▶ _What to work on_:
Please reproduce the lines of the listing from the line with "Examine the image and locate every instance of shrub, returning" to the line with "[150,259,197,293]", including both of those lines.

Region labeling records
────────────────

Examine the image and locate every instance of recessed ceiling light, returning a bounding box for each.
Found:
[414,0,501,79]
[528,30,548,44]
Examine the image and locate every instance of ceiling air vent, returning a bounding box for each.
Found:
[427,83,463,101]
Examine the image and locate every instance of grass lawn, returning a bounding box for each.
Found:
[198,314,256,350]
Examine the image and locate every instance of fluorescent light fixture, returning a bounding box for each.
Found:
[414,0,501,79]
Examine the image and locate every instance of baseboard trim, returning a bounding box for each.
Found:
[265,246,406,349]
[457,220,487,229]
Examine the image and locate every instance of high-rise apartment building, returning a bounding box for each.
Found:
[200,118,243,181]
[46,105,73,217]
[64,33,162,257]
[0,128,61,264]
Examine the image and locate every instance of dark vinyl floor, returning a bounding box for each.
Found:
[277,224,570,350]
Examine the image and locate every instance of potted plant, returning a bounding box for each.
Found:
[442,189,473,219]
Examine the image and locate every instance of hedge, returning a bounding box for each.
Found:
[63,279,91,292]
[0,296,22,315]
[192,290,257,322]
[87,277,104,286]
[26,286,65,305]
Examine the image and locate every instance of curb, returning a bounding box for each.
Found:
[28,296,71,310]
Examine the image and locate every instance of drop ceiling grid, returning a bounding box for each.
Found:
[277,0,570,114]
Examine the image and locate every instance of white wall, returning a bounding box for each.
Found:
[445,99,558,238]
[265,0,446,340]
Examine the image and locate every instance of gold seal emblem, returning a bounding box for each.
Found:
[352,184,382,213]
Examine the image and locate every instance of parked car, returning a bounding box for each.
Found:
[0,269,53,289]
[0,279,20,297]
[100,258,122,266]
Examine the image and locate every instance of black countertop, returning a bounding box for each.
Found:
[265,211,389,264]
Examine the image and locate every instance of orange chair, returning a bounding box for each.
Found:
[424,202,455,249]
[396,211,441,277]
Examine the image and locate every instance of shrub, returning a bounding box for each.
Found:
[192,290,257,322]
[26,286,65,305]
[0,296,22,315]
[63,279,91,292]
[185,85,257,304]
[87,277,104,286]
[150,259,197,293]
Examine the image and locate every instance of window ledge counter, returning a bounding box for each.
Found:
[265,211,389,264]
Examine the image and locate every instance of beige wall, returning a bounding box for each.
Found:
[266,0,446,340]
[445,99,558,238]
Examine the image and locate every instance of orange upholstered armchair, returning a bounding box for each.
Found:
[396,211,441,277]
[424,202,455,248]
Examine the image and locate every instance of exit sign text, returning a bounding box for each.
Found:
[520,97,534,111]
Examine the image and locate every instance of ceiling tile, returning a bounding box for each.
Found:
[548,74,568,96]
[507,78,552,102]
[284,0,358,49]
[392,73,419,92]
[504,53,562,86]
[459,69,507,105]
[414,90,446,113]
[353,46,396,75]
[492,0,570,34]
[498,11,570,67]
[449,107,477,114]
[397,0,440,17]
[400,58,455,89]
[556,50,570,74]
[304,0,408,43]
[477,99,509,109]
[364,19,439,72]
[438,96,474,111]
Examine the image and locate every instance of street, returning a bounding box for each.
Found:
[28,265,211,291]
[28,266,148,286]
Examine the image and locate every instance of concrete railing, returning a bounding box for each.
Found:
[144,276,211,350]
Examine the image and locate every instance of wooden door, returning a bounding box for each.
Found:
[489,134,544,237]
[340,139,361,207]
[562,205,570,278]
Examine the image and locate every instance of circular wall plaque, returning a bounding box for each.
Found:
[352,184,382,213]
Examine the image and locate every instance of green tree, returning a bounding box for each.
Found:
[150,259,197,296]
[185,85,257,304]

────────────────

▶ _Task solution_:
Examine the image and locate every instance of shrub, returning a bounding box for each.
Found:
[192,290,257,322]
[26,286,65,305]
[0,296,22,315]
[63,279,91,292]
[185,85,257,304]
[87,277,104,286]
[150,259,197,293]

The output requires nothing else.